• _TASK DIRECTIONS_:
Summarize the passage on buyer categories and price points in three sentences.

• _PASSAGE SHOWN_:
++++

Move-up and step-up buyers

Buyers in the $500K–$750K range, often financing the move-up purchase while coordinating with the sale of an existing home. Our highest-volume buyer category over the last five years. Comfortable with bridge timing, simultaneous closings, and the financing nuance of step-up purchases.

Category

Upper-tier buyers

Buyers in the $750K–$1.5M range, financed or cash. The transactions where appraisal strategy, escalation structure, and lender coordination matter most. Vincent's CLHMS designation supports the upper-bracket work; the transaction history does too.

Category

Cash buyers

Roughly one in five of our buyer transactions is cash — including downsizing seniors, estate-funded purchasers, and out-of-area relocators with liquidity. Different transaction rhythm, different timeline pressures, different verification process. Treated with the same structured analysis as financed buyers.

Category

Relocation and out-of-area buyers

Buyers moving to or through southeastern Pennsylvania and Delaware from elsewhere — including remote-only buyers who tour virtually, sign electronically, and close without ever flying in. Our infrastructure (video tours, written market context, structured comparison reports) was built for this buyer.

Category

Estate, divorce, and life-transition buyers

Buyers purchasing in the context of an estate settlement, divorce decree, or major life transition. Different emotional weight, different timeline pressures, different paperwork. Vincent's SRES and Jane's RCS-D designations exist for exactly these situations. Calm, confidential, and sequenced for what's actually happening in the buyer's life.

For categories outside this list — VA-specialized buyers, large-portfolio investors, $2M+ luxury, builder-rep-only new construction — we'd refer the buyer to an agent whose transaction history fits better. We don't take referrals we can't back up with experience.

Where the buyer-side transaction history actually concentrates.

The honest version of "what price points do you handle" matters for a referral decision. Below is what the transaction record actually shows over the last five years on the buyer side.

Median buyer-side settled price: $459,000. Mean: $521,000.

Roughly 85% of our buyer transactions fall between $300K and $1M, with the heaviest concentration in the $400K–$750K range — the move-up and step-up buyer profile. We work the upper tier between $750K and $1.5M selectively but with real volume; above $1.5M our buyer-side experience is light enough that we'd typically refer to an agent whose history goes deeper into that bracket.

For lenders evaluating a referral fit: if your buyer is in the $300K–$1M range, our transaction depth at that price point is meaningful. If your buyer is in the $1M–$1.5M range, we have working experience and the upper-bracket designations to support the transaction. Above $1.5M, the right agent for that referral is probably someone else, and we'd say so.

Four counties, with concentration where the volume actually is.

We service Chester, Delaware, Montgomery, and New Castle (Delaware) counties from our office in Chadds Ford. But geographic claim and geographic depth aren't the same thing, and a lender making a referral decision deserves the second version, not the first.

++++

• _DATA BLOCK_:
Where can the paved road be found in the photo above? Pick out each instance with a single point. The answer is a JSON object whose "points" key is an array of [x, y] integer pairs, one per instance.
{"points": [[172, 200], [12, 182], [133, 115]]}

++++

• _TASK RESULT_:
The passage describes five buyer categories the team serves: move-up and step-up buyers in the $500K–$750K range, upper-tier buyers from $750K to $1.5M, cash buyers, relocation and out-of-area buyers, and estate, divorce, and life-transition buyers. Over the last five years, roughly 85% of its buyer transactions fell between $300K and $1M, with a median settled price of $459,000 and a mean of $521,000. Buyers in categories outside this list or above $1.5M would typically be referred to an agent whose transaction history fits better, and the team serves Chester, Delaware, Montgomery, and New Castle counties from its office in Chadds Ford.